__Source extract__:
Sweet and Savory Honey Roasted Butternut Squash Stuffed with Chicken is a comforting, wholesome dish that pairs caramelized squash with savory chicken filling. It’s hearty, naturally gluten-free, and perfect for fall meals or dinner parties.


Ingredients

1 medium butternut squash, halved and seeded

2 tablespoons olive oil (divided)

1 tablespoon honey

Salt and pepper, to taste

2 cups cooked chicken, shredded or diced

1 small onion, diced

2 cloves garlic, minced

1 cup chopped spinach or kale (optional)

1/2 teaspoon dried thyme or rosemary

1/2 teaspoon paprika

1/2 cup shredded mozzarella, gouda, or crumbled feta (optional)

Fresh parsley, chopped (for garnish)


Instructions

  1. Preheat oven to 400°F (200°C).
  2. Brush cut sides of butternut squash with 1 tablespoon olive oil and drizzle with honey. Season with salt and pepper.

__Available data__:
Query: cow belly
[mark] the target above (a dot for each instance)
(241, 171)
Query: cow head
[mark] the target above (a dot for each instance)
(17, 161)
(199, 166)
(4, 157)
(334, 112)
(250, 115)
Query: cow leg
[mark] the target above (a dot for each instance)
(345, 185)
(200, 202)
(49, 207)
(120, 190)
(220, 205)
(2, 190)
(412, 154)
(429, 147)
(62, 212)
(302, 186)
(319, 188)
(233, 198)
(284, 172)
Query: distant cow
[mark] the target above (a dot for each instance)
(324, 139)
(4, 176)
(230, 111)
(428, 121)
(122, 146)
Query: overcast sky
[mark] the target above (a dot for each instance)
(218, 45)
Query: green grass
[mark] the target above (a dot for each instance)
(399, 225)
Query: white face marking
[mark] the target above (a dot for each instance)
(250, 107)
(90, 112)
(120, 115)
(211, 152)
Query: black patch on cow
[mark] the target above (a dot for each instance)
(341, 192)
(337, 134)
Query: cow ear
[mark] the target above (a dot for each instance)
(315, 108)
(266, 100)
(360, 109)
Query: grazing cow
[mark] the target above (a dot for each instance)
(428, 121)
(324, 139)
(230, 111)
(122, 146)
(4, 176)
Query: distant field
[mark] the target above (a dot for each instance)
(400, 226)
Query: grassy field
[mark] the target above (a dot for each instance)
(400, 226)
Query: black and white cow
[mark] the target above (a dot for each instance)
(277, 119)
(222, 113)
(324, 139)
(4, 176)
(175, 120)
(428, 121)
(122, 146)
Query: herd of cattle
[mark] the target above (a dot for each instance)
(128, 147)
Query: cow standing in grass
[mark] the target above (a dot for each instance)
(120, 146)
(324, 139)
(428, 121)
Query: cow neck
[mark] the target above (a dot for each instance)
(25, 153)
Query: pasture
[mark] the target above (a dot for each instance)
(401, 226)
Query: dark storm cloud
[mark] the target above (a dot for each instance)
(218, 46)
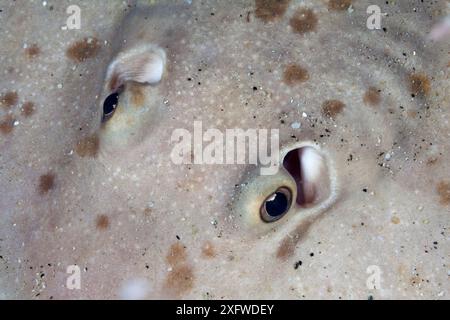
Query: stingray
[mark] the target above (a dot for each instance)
(95, 205)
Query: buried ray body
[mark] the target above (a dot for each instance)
(145, 204)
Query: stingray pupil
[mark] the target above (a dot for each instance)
(110, 103)
(278, 205)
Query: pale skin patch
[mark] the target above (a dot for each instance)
(339, 5)
(331, 108)
(303, 21)
(295, 74)
(84, 49)
(102, 222)
(208, 250)
(28, 109)
(372, 96)
(32, 51)
(46, 183)
(287, 247)
(88, 147)
(7, 125)
(9, 99)
(137, 94)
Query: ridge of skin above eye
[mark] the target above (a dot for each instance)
(94, 204)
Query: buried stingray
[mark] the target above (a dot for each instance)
(91, 194)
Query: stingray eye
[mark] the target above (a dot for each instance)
(276, 205)
(109, 105)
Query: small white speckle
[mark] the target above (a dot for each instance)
(296, 125)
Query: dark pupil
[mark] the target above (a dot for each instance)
(278, 205)
(110, 103)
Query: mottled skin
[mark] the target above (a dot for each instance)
(120, 209)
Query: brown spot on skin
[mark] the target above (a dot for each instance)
(9, 99)
(443, 189)
(88, 147)
(431, 161)
(411, 114)
(287, 246)
(395, 220)
(270, 10)
(28, 109)
(208, 250)
(7, 125)
(181, 278)
(137, 94)
(294, 74)
(83, 49)
(339, 5)
(32, 51)
(176, 255)
(102, 222)
(331, 108)
(303, 21)
(372, 96)
(46, 183)
(419, 84)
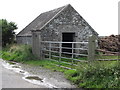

__What you need to do__:
A – Turn the paragraph of the butternut squash recipe that begins "Sweet and Savory Honey Roasted" into a short bulleted list that keeps its main facts.
B – Carry on the butternut squash recipe from its last instruction, in the same style.
The entries have no role in this work.

__Results__:
A –
- Caramelized honey-roasted butternut squash with a savory chicken filling
- Comforting, wholesome and hearty
- Naturally gluten-free
- Suited to fall meals or dinner parties

B –
  3. Place squash halves cut-side down on a baking sheet and roast for 35–40 minutes until tender.
  4. Meanwhile, heat 1 tablespoon olive oil in a skillet over medium heat. Sauté onion and garlic until soft.
  5. Add cooked chicken, spinach or kale (if using), thyme, paprika, salt, and pepper. Stir and cook until heated through.
  6. Turn over roasted squash halves and scoop out a bit of flesh to make room for filling. Mix scooped flesh into the chicken mixture.
  7. Spoon filling into squash cavities and top with cheese if using.
  8. Return to oven and bake for 10–15 minutes until hot and lightly browned on top.
  9. Garnish with chopped parsley and serve warm.

Notes

Use maple syrup instead of honey for a richer flavor.

Add quinoa or rice to the filling for a heartier meal.

Substitute chicken with turkey or sausage for variety.

Make it vegetarian by using mushrooms, chickpeas, or lentils.

Top with pecans or dried cranberries for a festive finish.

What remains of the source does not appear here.